Problem statement: Exactly as written, write out the lines below from the first to the one containing "box: [933, 291, 1060, 513]", inclusive. Pictures do not belong in the copy.

Material for this exercise:
○ ○ ○
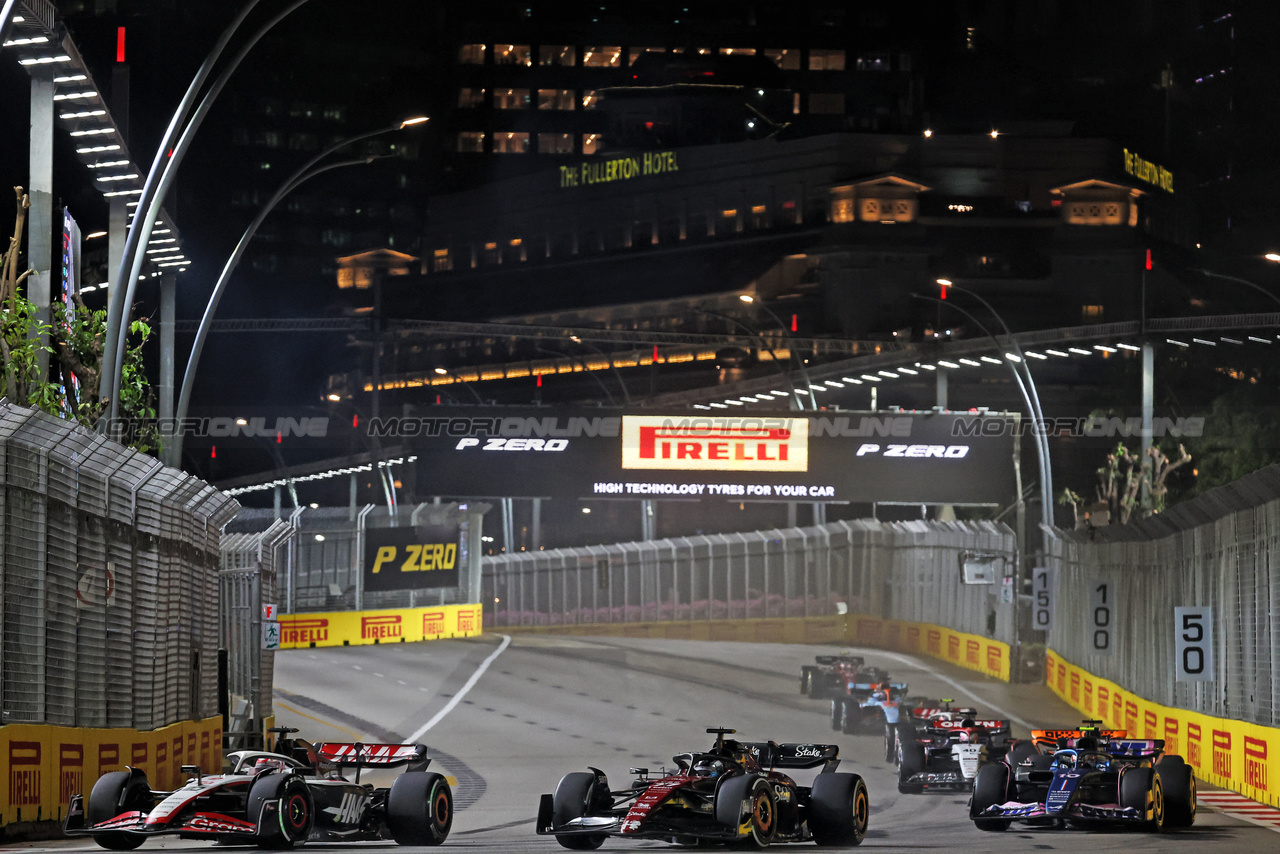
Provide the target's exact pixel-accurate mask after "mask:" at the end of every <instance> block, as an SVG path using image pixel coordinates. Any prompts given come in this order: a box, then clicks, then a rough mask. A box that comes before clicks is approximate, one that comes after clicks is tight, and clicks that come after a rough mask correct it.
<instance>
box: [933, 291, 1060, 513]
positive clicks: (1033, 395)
mask: <svg viewBox="0 0 1280 854" xmlns="http://www.w3.org/2000/svg"><path fill="white" fill-rule="evenodd" d="M937 282H938V284H940V286H942V288H952V289H955V291H959V292H960V293H968V294H969V296H970V297H973V298H974V300H977V301H978V302H980V303H982V305H983V307H984V309H987V311H989V312H991V316H993V318H995V319H996V320H998V321H1000V326H1001V329H1004V330H1005V335H1007V337H1009V343H1010V346H1011V347H1012V348H1014V353H1012V355H1014V356H1016V359H1015V360H1014V361H1015V362H1016V366H1015V369H1014V370H1015V373H1016V369H1018V367H1021V370H1023V375H1024V376H1025V378H1027V391H1028V393H1029V399H1028V408H1029V410H1030V415H1032V423H1033V425H1034V429H1033V430H1032V431H1033V433H1034V434H1036V435H1034V438H1036V449H1037V451H1038V452H1039V462H1041V503H1042V504H1043V515H1044V524H1046V525H1047V526H1050V528H1052V526H1053V471H1052V469H1051V466H1050V455H1048V435H1047V434H1046V430H1044V411H1043V410H1042V408H1041V402H1039V392H1037V391H1036V379H1034V378H1033V376H1032V369H1030V366H1029V365H1028V364H1027V357H1025V356H1024V355H1023V348H1021V347H1019V346H1018V339H1016V338H1014V333H1012V332H1011V330H1010V329H1009V324H1006V323H1005V319H1004V318H1001V316H1000V312H998V311H996V310H995V309H993V307H992V305H991V303H989V302H987V301H986V300H984V298H983V297H982V294H979V293H977V292H974V291H970V289H969V288H963V287H960V286H959V284H956V283H954V282H951V280H950V279H938V280H937ZM943 293H946V291H945V289H943ZM997 343H998V342H997ZM1005 357H1006V359H1009V353H1005ZM1046 535H1047V533H1046Z"/></svg>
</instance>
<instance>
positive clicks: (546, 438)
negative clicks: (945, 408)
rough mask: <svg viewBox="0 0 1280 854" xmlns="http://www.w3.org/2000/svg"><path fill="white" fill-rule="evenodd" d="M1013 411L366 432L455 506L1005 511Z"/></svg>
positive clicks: (492, 413) (681, 417)
mask: <svg viewBox="0 0 1280 854" xmlns="http://www.w3.org/2000/svg"><path fill="white" fill-rule="evenodd" d="M1018 429H1019V419H1018V416H1016V415H1010V414H959V412H815V414H796V412H780V414H759V415H755V414H748V412H744V414H741V415H739V414H726V415H717V414H709V415H703V414H700V412H689V411H680V412H653V411H645V410H626V411H621V410H603V408H580V410H566V408H552V407H536V408H535V407H524V408H507V407H493V408H490V407H468V408H467V407H431V408H430V415H426V416H419V417H403V419H384V420H380V421H375V423H372V424H371V431H372V433H375V434H376V435H379V437H381V438H383V439H384V440H385V442H390V440H393V439H398V440H399V442H402V443H403V446H406V447H407V448H413V453H415V455H416V456H417V460H416V462H415V465H416V466H417V470H416V474H417V488H419V490H420V492H421V493H424V494H430V495H442V497H449V498H481V497H486V498H538V497H549V498H632V499H645V498H710V499H716V498H721V499H726V501H736V502H740V501H805V502H813V501H835V502H902V503H950V504H993V503H996V504H998V503H1007V502H1010V501H1011V499H1012V497H1014V493H1015V487H1014V484H1015V479H1014V455H1015V448H1016V435H1018Z"/></svg>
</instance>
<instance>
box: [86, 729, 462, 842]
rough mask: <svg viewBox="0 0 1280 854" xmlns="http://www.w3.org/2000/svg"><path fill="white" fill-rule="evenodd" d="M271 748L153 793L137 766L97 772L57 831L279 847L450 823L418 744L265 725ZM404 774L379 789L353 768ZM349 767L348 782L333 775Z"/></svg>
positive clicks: (238, 753) (249, 754)
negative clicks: (363, 743) (387, 787)
mask: <svg viewBox="0 0 1280 854" xmlns="http://www.w3.org/2000/svg"><path fill="white" fill-rule="evenodd" d="M270 731H271V732H275V734H276V740H275V745H274V750H270V752H269V750H236V752H232V753H229V754H227V767H225V769H224V772H223V773H219V775H202V773H201V771H200V768H198V767H196V766H183V768H182V771H183V773H187V775H191V776H189V778H188V780H187V782H186V785H183V786H182V787H179V789H175V790H173V791H154V790H152V789H151V786H150V784H147V777H146V775H145V773H143V772H142V771H141V769H140V768H129V769H128V771H113V772H110V773H105V775H102V776H101V777H100V778H99V781H97V782H96V784H93V789H92V791H91V793H90V796H88V803H87V804H86V803H84V796H83V795H72V800H70V805H69V808H68V812H67V821H65V823H64V826H63V830H64V831H65V832H67V835H69V836H92V837H93V841H95V842H97V844H99V845H101V846H102V848H106V849H111V850H129V849H134V848H137V846H138V845H141V844H142V842H143V841H146V840H147V839H148V837H151V836H161V835H173V836H178V837H179V839H205V840H212V841H216V842H232V844H236V842H239V844H256V845H257V846H259V848H266V849H285V848H293V846H294V845H300V844H302V842H306V841H308V840H310V841H325V842H355V841H370V840H380V839H393V840H396V841H397V842H399V844H401V845H439V844H440V842H443V841H444V839H445V837H447V836H448V835H449V827H451V826H452V823H453V791H452V790H451V789H449V784H448V781H447V780H445V778H444V777H443V776H440V775H438V773H435V772H431V771H428V769H426V767H428V764H429V763H430V759H429V758H426V748H425V746H424V745H421V744H361V743H352V744H338V743H325V744H316V745H311V744H308V743H307V741H305V740H302V739H289V737H288V735H289V734H292V732H297V730H294V729H292V727H273V729H271V730H270ZM401 766H404V768H406V773H403V775H401V776H399V777H397V778H396V781H394V782H393V784H392V786H390V787H389V789H376V787H374V786H371V785H367V784H365V785H362V784H361V782H360V771H361V769H362V768H396V767H401ZM348 767H353V768H355V769H356V773H355V780H347V778H346V777H344V776H342V773H340V772H342V769H343V768H348Z"/></svg>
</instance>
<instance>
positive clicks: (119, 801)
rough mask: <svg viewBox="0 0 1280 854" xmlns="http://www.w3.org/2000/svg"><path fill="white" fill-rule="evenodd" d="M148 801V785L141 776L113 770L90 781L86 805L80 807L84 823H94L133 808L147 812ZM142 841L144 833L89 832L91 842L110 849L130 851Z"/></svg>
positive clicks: (103, 820) (127, 771)
mask: <svg viewBox="0 0 1280 854" xmlns="http://www.w3.org/2000/svg"><path fill="white" fill-rule="evenodd" d="M151 804H152V798H151V786H150V785H147V778H146V776H145V775H134V773H131V772H128V771H113V772H110V773H105V775H102V776H101V777H99V778H97V782H95V784H93V790H92V791H90V794H88V805H87V807H86V808H84V823H86V825H90V826H91V825H97V823H99V822H105V821H108V819H110V818H115V817H116V816H119V814H120V813H129V812H133V810H141V812H147V810H148V809H151ZM143 840H146V836H143V835H142V834H123V832H114V834H93V841H95V842H97V844H99V845H101V846H102V848H106V849H110V850H113V851H128V850H132V849H134V848H137V846H138V845H141V844H142V842H143Z"/></svg>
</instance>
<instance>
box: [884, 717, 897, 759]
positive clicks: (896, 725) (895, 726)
mask: <svg viewBox="0 0 1280 854" xmlns="http://www.w3.org/2000/svg"><path fill="white" fill-rule="evenodd" d="M896 758H897V725H896V723H886V725H884V762H893V759H896Z"/></svg>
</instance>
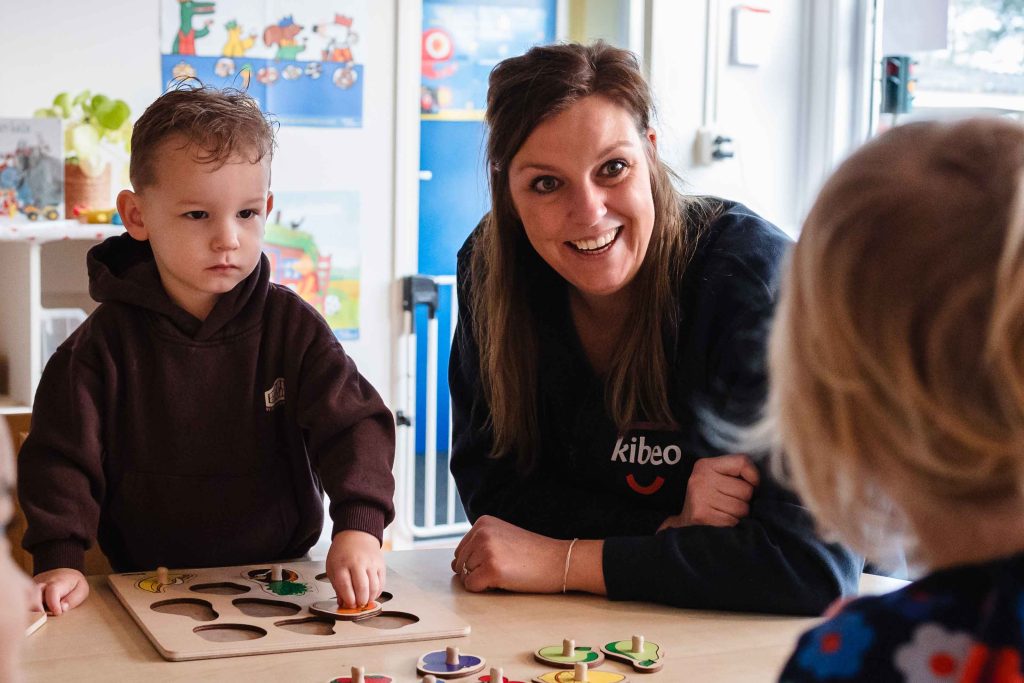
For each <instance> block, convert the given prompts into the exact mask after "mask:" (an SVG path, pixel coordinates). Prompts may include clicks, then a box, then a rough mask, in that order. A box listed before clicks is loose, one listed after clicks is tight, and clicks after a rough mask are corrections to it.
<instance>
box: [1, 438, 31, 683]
mask: <svg viewBox="0 0 1024 683" xmlns="http://www.w3.org/2000/svg"><path fill="white" fill-rule="evenodd" d="M9 444H10V437H9V436H8V434H7V430H6V429H4V426H3V424H2V423H0V527H2V528H6V527H7V524H9V523H10V520H11V519H12V518H13V516H14V499H13V496H14V461H13V459H12V458H11V455H10V446H9ZM0 586H2V587H3V595H4V597H3V599H2V600H0V680H12V679H14V678H16V677H15V676H14V671H15V668H16V654H17V651H18V650H19V649H20V645H22V641H23V640H25V629H26V627H27V626H28V625H29V590H30V587H31V585H30V582H29V578H28V577H26V575H25V573H24V572H23V571H22V569H20V568H18V566H17V565H16V564H14V560H13V559H12V558H11V556H10V547H9V544H8V543H7V535H6V533H0ZM18 680H19V679H18Z"/></svg>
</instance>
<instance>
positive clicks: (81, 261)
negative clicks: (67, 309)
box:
○ ○ ○
The answer:
Provide the target's exact pixel-accurate mask after "mask:" at the end of every <instance> block, as an SVG path using image pixel coordinates. Any prompts given come in this order: a box, then clicks, then a rough mask. A box that comes before clicks is approximate, one that comes after clicks is tight, and clicks that come after a rough mask correct it.
<instance>
box: [933, 291, 1060, 513]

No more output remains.